> **OBJECTIVE**
Give the data below as a Markdown table with two columns, Row and Line, placing each non-blank line in its own numbered row. Leave the pictures out.

(Saved entries)
======

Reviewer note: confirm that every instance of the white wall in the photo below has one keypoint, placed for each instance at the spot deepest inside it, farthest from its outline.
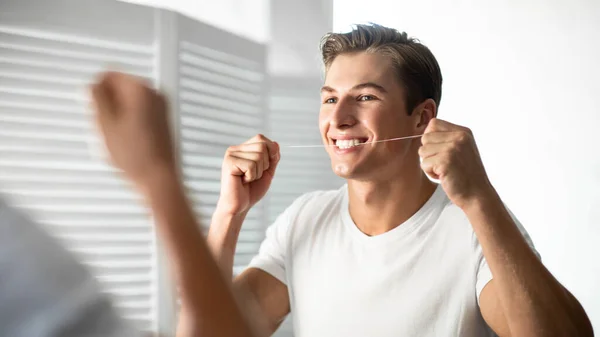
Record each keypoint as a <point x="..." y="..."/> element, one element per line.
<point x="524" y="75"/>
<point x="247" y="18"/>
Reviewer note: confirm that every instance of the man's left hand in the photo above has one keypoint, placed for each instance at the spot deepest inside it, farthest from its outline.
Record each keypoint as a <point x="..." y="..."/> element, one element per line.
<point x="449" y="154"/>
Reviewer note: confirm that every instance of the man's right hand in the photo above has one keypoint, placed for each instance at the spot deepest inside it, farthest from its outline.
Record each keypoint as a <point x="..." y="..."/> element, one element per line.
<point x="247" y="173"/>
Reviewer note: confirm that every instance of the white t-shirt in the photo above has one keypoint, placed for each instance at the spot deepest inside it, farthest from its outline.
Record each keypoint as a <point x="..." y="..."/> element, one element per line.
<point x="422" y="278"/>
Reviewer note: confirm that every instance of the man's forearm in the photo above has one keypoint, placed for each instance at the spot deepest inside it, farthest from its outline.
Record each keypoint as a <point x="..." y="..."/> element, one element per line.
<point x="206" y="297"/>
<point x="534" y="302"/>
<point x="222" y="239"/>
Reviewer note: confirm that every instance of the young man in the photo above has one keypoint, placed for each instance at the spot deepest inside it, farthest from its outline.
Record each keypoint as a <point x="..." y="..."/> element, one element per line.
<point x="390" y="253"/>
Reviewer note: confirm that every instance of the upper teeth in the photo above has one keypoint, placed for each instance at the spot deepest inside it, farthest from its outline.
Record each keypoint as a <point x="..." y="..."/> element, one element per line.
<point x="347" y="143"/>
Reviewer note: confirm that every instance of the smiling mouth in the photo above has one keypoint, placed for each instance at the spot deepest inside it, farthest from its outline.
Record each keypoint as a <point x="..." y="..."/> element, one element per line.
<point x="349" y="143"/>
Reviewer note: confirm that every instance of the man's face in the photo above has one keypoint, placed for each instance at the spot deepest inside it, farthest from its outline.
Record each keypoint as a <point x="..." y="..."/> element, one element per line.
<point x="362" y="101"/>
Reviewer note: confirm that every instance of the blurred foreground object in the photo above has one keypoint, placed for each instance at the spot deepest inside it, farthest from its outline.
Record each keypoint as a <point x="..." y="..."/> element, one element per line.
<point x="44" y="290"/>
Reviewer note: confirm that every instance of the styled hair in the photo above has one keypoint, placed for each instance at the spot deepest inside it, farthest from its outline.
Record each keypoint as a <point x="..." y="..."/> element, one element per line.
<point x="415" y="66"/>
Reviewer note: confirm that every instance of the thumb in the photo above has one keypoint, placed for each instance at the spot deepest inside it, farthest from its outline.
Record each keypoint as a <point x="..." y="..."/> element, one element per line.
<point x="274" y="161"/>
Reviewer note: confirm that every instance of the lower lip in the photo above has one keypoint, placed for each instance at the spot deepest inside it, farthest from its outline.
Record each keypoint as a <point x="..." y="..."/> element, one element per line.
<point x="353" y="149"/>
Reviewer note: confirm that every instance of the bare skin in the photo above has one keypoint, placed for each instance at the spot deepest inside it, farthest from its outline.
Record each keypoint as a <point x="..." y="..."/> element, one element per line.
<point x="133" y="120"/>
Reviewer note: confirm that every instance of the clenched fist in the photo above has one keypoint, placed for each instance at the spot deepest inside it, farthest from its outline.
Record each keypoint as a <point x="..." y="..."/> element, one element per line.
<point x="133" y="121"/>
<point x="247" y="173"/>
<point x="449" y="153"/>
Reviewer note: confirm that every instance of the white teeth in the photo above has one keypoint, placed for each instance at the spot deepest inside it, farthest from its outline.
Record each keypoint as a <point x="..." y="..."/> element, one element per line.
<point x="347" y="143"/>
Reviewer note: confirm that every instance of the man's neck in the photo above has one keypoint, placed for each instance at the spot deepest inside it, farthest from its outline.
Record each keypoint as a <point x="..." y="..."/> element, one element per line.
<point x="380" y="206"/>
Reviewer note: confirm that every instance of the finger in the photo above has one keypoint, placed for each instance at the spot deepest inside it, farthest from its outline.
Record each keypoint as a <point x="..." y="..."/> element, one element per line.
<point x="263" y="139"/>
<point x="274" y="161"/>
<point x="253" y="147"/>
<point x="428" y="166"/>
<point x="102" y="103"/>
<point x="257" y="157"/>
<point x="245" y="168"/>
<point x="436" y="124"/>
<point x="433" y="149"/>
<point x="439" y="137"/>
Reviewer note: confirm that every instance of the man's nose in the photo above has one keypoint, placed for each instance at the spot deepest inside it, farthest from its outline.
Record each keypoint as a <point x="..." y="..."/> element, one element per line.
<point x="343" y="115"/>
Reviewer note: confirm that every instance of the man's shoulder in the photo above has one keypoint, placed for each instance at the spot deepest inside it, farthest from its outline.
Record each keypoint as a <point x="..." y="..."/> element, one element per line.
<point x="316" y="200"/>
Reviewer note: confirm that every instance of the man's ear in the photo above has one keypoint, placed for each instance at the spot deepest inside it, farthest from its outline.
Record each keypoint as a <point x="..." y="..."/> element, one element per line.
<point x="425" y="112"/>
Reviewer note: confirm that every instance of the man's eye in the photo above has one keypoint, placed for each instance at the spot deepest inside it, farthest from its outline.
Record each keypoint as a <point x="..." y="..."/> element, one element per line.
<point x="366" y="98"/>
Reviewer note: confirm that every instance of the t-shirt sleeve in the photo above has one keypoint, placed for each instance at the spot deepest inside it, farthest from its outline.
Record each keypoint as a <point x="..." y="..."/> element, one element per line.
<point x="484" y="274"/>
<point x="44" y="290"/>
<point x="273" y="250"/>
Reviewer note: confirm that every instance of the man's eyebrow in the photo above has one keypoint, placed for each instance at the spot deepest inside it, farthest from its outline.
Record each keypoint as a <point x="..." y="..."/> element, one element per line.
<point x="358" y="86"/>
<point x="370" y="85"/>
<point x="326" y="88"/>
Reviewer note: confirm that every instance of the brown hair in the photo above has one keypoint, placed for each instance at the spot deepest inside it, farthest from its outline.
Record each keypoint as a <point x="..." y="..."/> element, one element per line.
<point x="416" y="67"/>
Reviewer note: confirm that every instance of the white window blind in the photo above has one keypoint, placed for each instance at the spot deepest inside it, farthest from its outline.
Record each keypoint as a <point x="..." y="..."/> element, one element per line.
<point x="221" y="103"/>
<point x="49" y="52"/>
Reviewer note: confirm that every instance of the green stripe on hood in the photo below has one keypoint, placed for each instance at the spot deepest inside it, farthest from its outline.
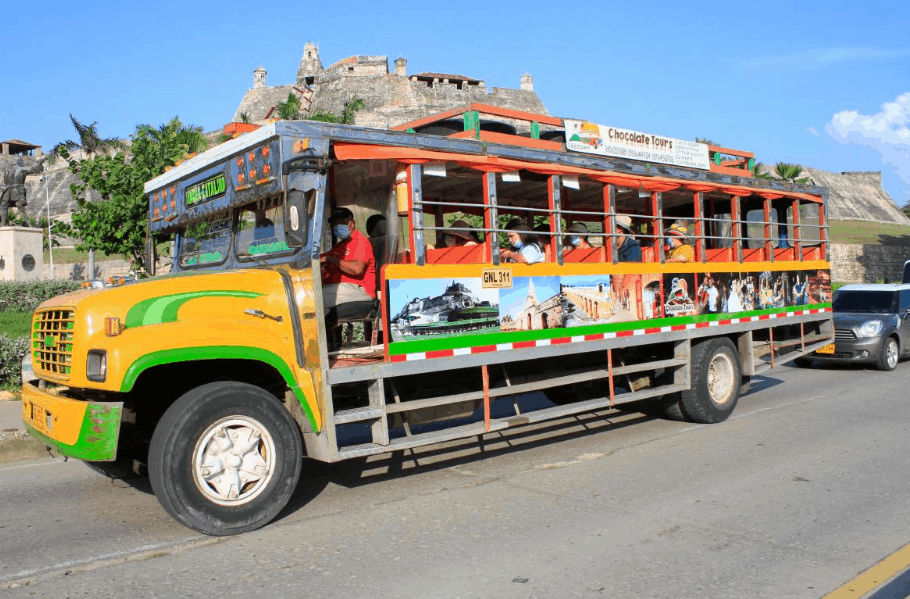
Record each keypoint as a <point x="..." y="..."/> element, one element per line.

======

> **EXPECTED ANSWER**
| Row | Line |
|---|---|
| 1 | Reviewer note: confirm that every instance of the white wall in the photo below has one keypoint, placed for each instance at the spot deepest inside it, farthest from its outline. |
| 2 | Record each keypoint as a <point x="..." y="..."/> element, one element per line. |
| 3 | <point x="524" y="75"/> |
| 4 | <point x="247" y="18"/> |
| 5 | Reviewer note: confirm that every instance of the man's left hand in the photo above has one keypoint, placed for each instance at the spot deepest inside it, farthest from its outline. |
| 6 | Record each keypoint as a <point x="..." y="..."/> element, one element per line. |
| 7 | <point x="449" y="154"/> |
| 8 | Reviewer note: confirm that every instance of the man's right hand in the photo above has one keypoint, placed for each instance at the spot deepest inside it, farthest from its outline. |
| 9 | Record each keypoint as a <point x="..." y="..."/> element, one element per line. |
| 10 | <point x="247" y="173"/> |
| 11 | Reviewer note: confirm that every instance of the white t-shirt in the photo above has one keypoint, placed for each instance at the spot deepest inside it, farthest from its outline. |
| 12 | Record each keypoint as a <point x="..." y="..."/> element, one element per line. |
| 13 | <point x="422" y="278"/> |
| 14 | Reviewer note: confirm that every instance of the man's forearm in the photo above has one keypoint, placed for each instance at the spot deepest inside it, farthest from its outline. |
| 15 | Record each keypoint as a <point x="..." y="..."/> element, one element per line. |
| 16 | <point x="206" y="297"/> |
| 17 | <point x="534" y="302"/> |
| 18 | <point x="222" y="239"/> |
| 19 | Reviewer note: confirm that every instance of the young man in the photo above has one keypoint, placed for each instance at the spot deepest inside it, farthest from its outline. |
| 20 | Record each keypoint as a <point x="..." y="..."/> element, one element per line. |
| 21 | <point x="390" y="253"/> |
| 22 | Reviewer note: confirm that every instance of the upper teeth in the photo above has one keypoint, placed for each instance at the spot deepest inside it, farthest from its outline. |
| 23 | Record each keypoint as a <point x="..." y="..."/> element, one element per line. |
| 24 | <point x="347" y="143"/> |
| 25 | Reviewer note: confirm that every instance of the smiling mouth in the photo above has one keypoint, placed for each instance at the spot deepest inside it, farthest from its outline. |
| 26 | Record each keypoint as a <point x="..." y="..."/> element, one element per line. |
| 27 | <point x="349" y="143"/> |
| 28 | Reviewer note: confirm that every instance of the man's face in the photo above has one keypoint, placed for each instance at the spot deepest inside it, farthest from its outline. |
| 29 | Record each keypoint as a <point x="..." y="..."/> element, one element per line. |
| 30 | <point x="362" y="101"/> |
| 31 | Reviewer note: confirm that every instance of the blurred foreground object in the photo above has one keypoint, placed for each instance at the spot deepest inside it, farthest from its outline. |
| 32 | Record each keypoint as a <point x="..." y="..."/> element, one element per line. |
| 33 | <point x="44" y="290"/> |
| 34 | Reviewer note: confirm that every instance of the styled hair in the photo above has one keypoint, placed for each instance at the spot deepest inside it, farthest from its outline. |
| 35 | Record each keypoint as a <point x="..." y="..."/> element, one element per line. |
| 36 | <point x="415" y="66"/> |
| 37 | Reviewer note: confirm that every instance of the thumb in the photo above has one keypoint, placed for each instance at the spot deepest inside it, farthest from its outline. |
| 38 | Record each keypoint as a <point x="..." y="..."/> element, one element per line. |
| 39 | <point x="274" y="161"/> |
| 40 | Reviewer note: confirm that every instance of the lower lip in the photo above has one keypoint, placed for each instance at the spot deepest inside it, farthest from its outline. |
| 41 | Record each keypoint as a <point x="..." y="..."/> element, one element per line. |
| 42 | <point x="353" y="149"/> |
| 43 | Reviewer note: confirm that every instance of the bare skin in the photo above has one keypoint, placed for each instance at the spot deepest inside it, farthest from its outline. |
| 44 | Record each keypoint as a <point x="..." y="..."/> element, one element per line. |
| 45 | <point x="133" y="120"/> |
| 46 | Reviewer note: confirm that every instance of the clenched fist in the photo above has one keypoint, placed for each instance at the spot deepest inside it, farthest from its outline. |
| 47 | Record each keypoint as a <point x="..." y="..."/> element, one element per line. |
| 48 | <point x="133" y="121"/> |
| 49 | <point x="247" y="173"/> |
| 50 | <point x="449" y="153"/> |
| 51 | Reviewer note: confirm that every instance of the white teeth in the photo above has one keypoint, placed for each instance at the spot deepest inside it, farthest from its outline. |
| 52 | Record each keypoint as a <point x="..." y="..."/> element, one element per line. |
| 53 | <point x="347" y="143"/> |
| 54 | Reviewer note: confirm that every instance of the man's neck in the photo above has one keypoint, placed for each instance at the spot deepest inside it, farthest from its outline. |
| 55 | Record each keypoint as a <point x="..." y="..."/> element, one element per line. |
| 56 | <point x="380" y="206"/> |
| 57 | Reviewer note: confirm that every instance of the finger in the photo above has one keypoint, placed for each instance at the spot deepest inside it, farthest from its outline. |
| 58 | Record each keypoint as a <point x="..." y="..."/> element, one element per line. |
| 59 | <point x="263" y="139"/> |
| 60 | <point x="274" y="161"/> |
| 61 | <point x="253" y="147"/> |
| 62 | <point x="428" y="166"/> |
| 63 | <point x="102" y="103"/> |
| 64 | <point x="257" y="157"/> |
| 65 | <point x="245" y="168"/> |
| 66 | <point x="436" y="124"/> |
| 67 | <point x="433" y="149"/> |
| 68 | <point x="439" y="137"/> |
| 69 | Reviewer note: confirm that every instance of the man's nose in the photo above has one keypoint, placed for each instance at the spot deepest inside it, farthest from its outline. |
| 70 | Record each keypoint as a <point x="..." y="..."/> element, one element per line. |
| 71 | <point x="343" y="115"/> |
| 72 | Reviewer note: confirm that every instance of the man's shoulder in the photo above has one keypoint, placed for each instance at the spot deepest inside it, farthest from its outline. |
| 73 | Record each keypoint as a <point x="..." y="..."/> element, one element per line. |
| 74 | <point x="316" y="200"/> |
| 75 | Reviewer note: confirm that every instance of the man's ear in the photo above has one keypoint, placed for each instance at the spot deepest inside it, farthest from its outline. |
| 76 | Record each keypoint as a <point x="..." y="..."/> element, one element per line. |
| 77 | <point x="425" y="112"/> |
| 78 | Reviewer note: confirm that every instance of the man's eye in the photo above has one keypoint, placed for each instance at the spot deepest inside it, farthest from its outline. |
| 79 | Record each keypoint as a <point x="..." y="..."/> element, one element per line. |
| 80 | <point x="366" y="98"/> |
| 81 | Reviewer note: confirm that every instance of the t-shirt sleeve in the photo above has one keypoint, placed for each instance at the spot deepest inside it, farthest from its outline. |
| 82 | Record each keypoint as a <point x="..." y="..."/> element, one element per line. |
| 83 | <point x="484" y="274"/> |
| 84 | <point x="44" y="290"/> |
| 85 | <point x="273" y="250"/> |
| 86 | Reviewer note: confirm that every instance of the man's eyebrow in the photo above has one keypoint, placed for each instance at the spot deepest inside it, farthest from its outline. |
| 87 | Record each keypoint as a <point x="..." y="..."/> element, one element per line. |
| 88 | <point x="358" y="86"/> |
| 89 | <point x="370" y="85"/> |
| 90 | <point x="326" y="88"/> |
| 91 | Reviewer note: confirm that every instance of the brown hair in the photo above has one keypoint, placed for each instance at the spot deepest inside it, farthest from its outline. |
| 92 | Record each keypoint as a <point x="..." y="..."/> element, one element per line. |
| 93 | <point x="416" y="67"/> |
| 94 | Reviewer note: confirm that every instance of the white window blind in the photo above has one keypoint, placed for each instance at the spot deepest inside it, farthest from its outline. |
| 95 | Record each keypoint as a <point x="..." y="..."/> element, one element per line. |
| 96 | <point x="221" y="103"/> |
| 97 | <point x="49" y="52"/> |
| 98 | Reviewer note: confirm that every instance of the green stripe on hood in the photo below has one keypoint, placed for each instance at the spot deepest inside it, farthest from its outline. |
| 99 | Record each keypoint as a <point x="..." y="..."/> element, one element per line. |